--- Records provided ---

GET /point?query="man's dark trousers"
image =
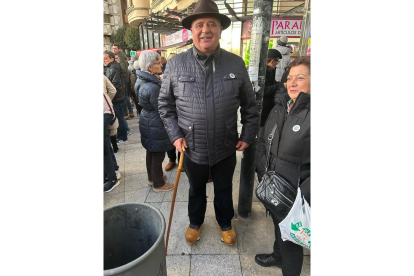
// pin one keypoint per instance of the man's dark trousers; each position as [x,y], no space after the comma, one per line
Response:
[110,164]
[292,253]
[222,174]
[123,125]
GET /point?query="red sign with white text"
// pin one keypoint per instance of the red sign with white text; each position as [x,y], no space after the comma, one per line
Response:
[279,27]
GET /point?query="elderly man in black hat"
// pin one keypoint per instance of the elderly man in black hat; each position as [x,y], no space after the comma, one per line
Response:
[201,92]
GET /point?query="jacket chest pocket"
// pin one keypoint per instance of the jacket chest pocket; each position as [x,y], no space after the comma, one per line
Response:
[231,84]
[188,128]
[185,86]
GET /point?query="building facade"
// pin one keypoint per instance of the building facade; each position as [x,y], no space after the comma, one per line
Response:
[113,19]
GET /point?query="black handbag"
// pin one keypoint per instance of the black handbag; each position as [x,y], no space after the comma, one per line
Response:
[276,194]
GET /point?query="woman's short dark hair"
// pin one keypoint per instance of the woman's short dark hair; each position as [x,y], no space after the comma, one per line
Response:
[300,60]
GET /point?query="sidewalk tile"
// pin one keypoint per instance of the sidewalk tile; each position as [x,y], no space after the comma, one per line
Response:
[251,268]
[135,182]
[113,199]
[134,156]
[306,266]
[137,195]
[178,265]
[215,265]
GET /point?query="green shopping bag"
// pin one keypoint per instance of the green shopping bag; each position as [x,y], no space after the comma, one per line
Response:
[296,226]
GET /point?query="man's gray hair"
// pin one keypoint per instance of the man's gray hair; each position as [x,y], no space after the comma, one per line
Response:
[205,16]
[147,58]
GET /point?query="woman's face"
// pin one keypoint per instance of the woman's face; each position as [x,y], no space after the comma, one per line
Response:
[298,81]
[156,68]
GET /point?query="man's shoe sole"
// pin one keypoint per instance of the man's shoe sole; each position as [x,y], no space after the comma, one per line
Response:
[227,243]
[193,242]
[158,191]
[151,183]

---
--- Records provided ---

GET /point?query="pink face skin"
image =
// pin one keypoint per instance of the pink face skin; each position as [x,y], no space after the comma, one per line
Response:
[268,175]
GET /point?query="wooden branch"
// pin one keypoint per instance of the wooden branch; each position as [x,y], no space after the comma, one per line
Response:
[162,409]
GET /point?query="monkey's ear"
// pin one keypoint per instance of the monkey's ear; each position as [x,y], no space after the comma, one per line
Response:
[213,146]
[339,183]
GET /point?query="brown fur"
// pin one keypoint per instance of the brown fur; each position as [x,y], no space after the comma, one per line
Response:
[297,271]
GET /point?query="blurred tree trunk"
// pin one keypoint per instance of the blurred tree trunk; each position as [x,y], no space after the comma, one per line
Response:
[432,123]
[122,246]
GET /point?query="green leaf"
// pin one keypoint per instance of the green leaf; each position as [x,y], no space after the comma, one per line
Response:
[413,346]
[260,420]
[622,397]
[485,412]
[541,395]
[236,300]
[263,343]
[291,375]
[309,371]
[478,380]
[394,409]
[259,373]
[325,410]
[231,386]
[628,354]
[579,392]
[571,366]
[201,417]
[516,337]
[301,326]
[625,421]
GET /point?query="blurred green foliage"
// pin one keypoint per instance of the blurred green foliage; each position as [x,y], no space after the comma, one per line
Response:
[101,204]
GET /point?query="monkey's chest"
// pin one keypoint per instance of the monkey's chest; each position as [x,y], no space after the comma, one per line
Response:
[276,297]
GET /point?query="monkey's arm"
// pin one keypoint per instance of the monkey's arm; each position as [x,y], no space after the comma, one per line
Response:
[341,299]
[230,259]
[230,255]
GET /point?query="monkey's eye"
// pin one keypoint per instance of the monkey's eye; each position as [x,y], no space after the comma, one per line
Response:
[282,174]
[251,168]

---

▸ **Written problem**
Which lines in the rows above contain the word "chest"? Copy each one, treating uppercase and lowercase as different.

▸ **Solution to the exercise**
GET /point?query="jacket chest pocket"
// pin one keypoint per instance of the jacket chest pocket; each position as [x,y], no space after the comma, one per line
GET /point?query="monkey's chest"
// pin one keypoint per instance of the monkey's chest; each position as [x,y], no space after the comma, one per line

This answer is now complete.